[Page excerpt]
++++++

Personalities clash at County meeting
Published 12:11 pm Monday, October 26, 2015
By MICHAEL MURRAY
AMERICUS — The Sumter County Board of Commissioners held their monthly work session on Oct. 13, followed by the monthly regular meeting on Oct. 20.
At the Oct. 13 work session, the board discussed approval of the closing statement and owner’s affidavit for the former National Guard Armory building. County administrator, Bill Twomey, informed the board that the state has recently divested itself of the armory and that the bonded debt on the property, totaling 11 acres, is only $6,033.72. Twomey went on to say that SPLOST funds can be used for this purchase because it is classified as an emergency facility, saying, “It looks like a wonderful transaction to me.”
The board later moved on to a discussion of the purchase of an unauthorized vehicle by the sheriff’s office.
Twomey brought the board up to date on the situation, reminding the board that a purchase order had not been issued for the vehicle.
He then detailed the options available to the board to purchase of the car, saying that he and Sumter County Sheriff Pete Smith had asked the car dealer if it may be possible to retroactively lease or rent the car for the time that it has been in use so that it could be legally purchased in the current budget year, and that the dealer had refused the offer.
Twomey said that he then contacted the Association of County Commissioners of Georgia, who stated that it may be possible to lease the automobile through the association on a three- to five-year plan.
County financial director, Janis Jarvis, informed the board that, after speaking with the county’s auditors, it had been determined that there were three routes to a legal purchase of the automobile.
The first is to adopt an amendment to the previous year’s budget and pay for the car out of last year’s contingency fund.
The second is to pay for the vehicle out of the sheriff’s current budget and the third was to pay for the vehicle using SPLOST funds and restrict the department to only four new cars in the next purchasing cycle, instead of the previously agreed-upon five cars.
Jarvis recommended the third option, as that one would have the smallest effect on the general fund. Twomey advised the board that the funds could be temporarily borrowed from another department and replenished at a later date if current SPLOST funds were insufficient to cover the cost of the vehicle. He also advised the board that, since a title was never legally issued for the automobile, it could be legally purchased with funds from this year’s budget.
After members of the board expressed concerns that, without an amendment to the next year’s SPLOST expenditures, the sheriff would receive an extra automobile in addition to what was previously agreed upon, they decided to adopt the third option, pending an amendment stating that the cost of the car will be offset by restricting the next year’s vehicle purchases to four cars instead of five.
The board made a resolution condemning the sheriff’s purchase of the unauthorized vehicle before moving on.
Other items on the agenda for the work session including the following.
• Approval of a request from Koinonia Farm to install a pair of RV hookups on a portion of the farm to accommodate visitors.

++++++

[Input rows]
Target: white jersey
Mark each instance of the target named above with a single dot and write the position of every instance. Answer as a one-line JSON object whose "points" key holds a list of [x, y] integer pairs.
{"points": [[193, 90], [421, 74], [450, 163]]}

++++++

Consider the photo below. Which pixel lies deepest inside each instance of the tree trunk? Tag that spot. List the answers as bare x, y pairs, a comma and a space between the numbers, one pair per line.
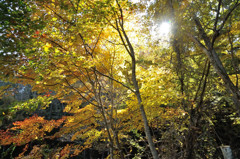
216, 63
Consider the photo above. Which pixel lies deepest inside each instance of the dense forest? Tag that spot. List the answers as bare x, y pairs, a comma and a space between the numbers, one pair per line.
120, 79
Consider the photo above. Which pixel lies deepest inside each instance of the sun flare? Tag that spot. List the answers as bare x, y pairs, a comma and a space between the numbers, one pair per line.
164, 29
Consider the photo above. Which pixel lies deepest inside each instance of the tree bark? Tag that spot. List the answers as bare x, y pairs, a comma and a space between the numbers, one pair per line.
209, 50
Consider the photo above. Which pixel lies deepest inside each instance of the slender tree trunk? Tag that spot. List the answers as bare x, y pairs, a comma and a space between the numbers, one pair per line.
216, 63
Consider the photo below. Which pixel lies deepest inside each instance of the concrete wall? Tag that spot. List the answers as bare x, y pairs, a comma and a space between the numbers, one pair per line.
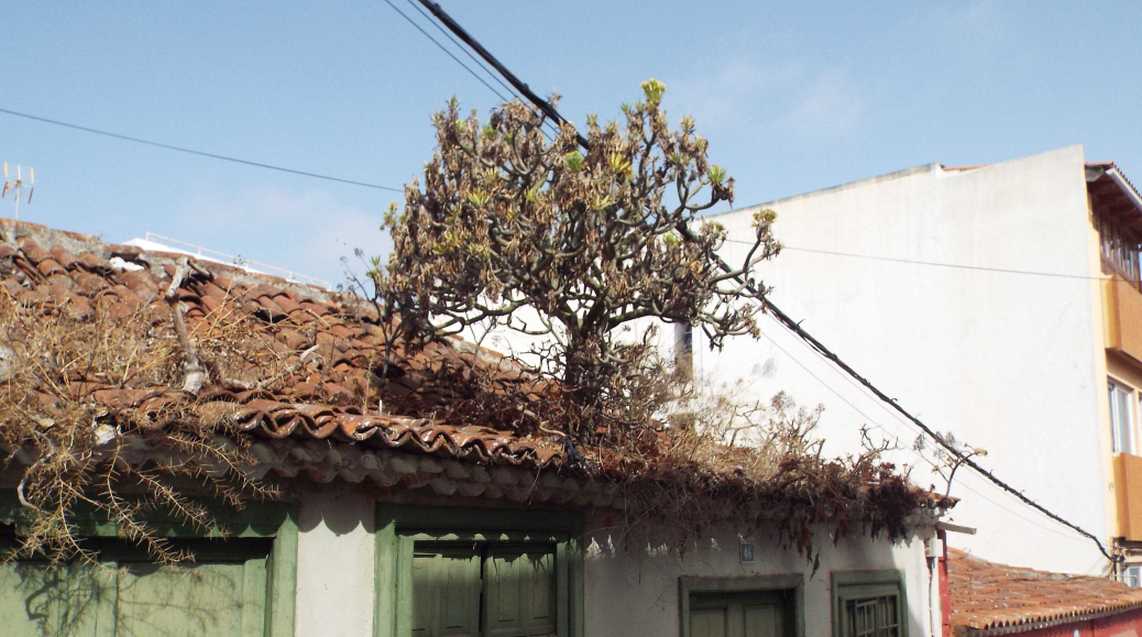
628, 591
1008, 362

++++++

[Request 1] Tally the lines of the listing that contain the word "points", treating uppercase and lowercase as different. Give only the number.
[Request 2] Carry on with the article about the Sumter County commissioners' meetings, starting right after its last line.

[Written answer 1] 2

[Written answer 2]
• The board heard from the board chair of Sumter County Family Connection and the organization’s coordinator, who updated the commission on the organization’s progress.
• Charles Proctor of Gold Star EMS addressed the board, requesting an extension on the company’s lease on a facility rented from the county so that the organization can build a new facility.
• The board approved contract documents outlining improvements to be made to the Jimmy Carter Regional Airport using grant funds that were discussed at a previous meeting.
• The board discussed the start-up contribution to the Land Bank Authority in the amount of $5,000. It was stated that the City of Americus had previously agreed to split the cost and that the money would be used for reasonable expenses of the authority, including attorney fees and demolition fees.
• John Ekaitis, chief of Sumter County Fire and Rescue, requested approval of a sole-source bid for the repair of a fire engine. The request was granted.
• The board adopted proposed changes to the Sumter County Defined Benefit Plan.
• The board approved a depository account at Citizens Bank of Americus for the Juvenile Justice Delinquency Prevention and Treatment Program grant.
The following week, the board convened again for the monthly regular meeting.
Sumter County citizen, Paul Johnson, began the meeting by addressing the board on the subject of sheriff’s department employees’ wages.
“Now, we have Wal-Mart and McDonald’s employees … unskilled, untrained workers starting off at between 10 and 12 dollars an hour, and our law enforcement officials who are trained … are making less money than that. It’s just not right,” he said.
He also pointed out that the date of the meeting falls during “Law Enforcement Appreciation Week.”
“We have money in the budget that, I feel like, is being spent unnecessarily … ” he continued. “I know what you’ll say is that [the money is going towards a purchase] that’s going to save a life. Well, it might … But so might these law enforcement officials.”
He the board to try and find a way to hire another officer for the Sheriff’s Office or to raise the officers’ wages, which he believes will encourage them to remain with the office.
Board chair, Randy Howard, thanked Johnson for his comments on behalf of law enforcement and assured him that the board is doing what they can to make the needed adjustments.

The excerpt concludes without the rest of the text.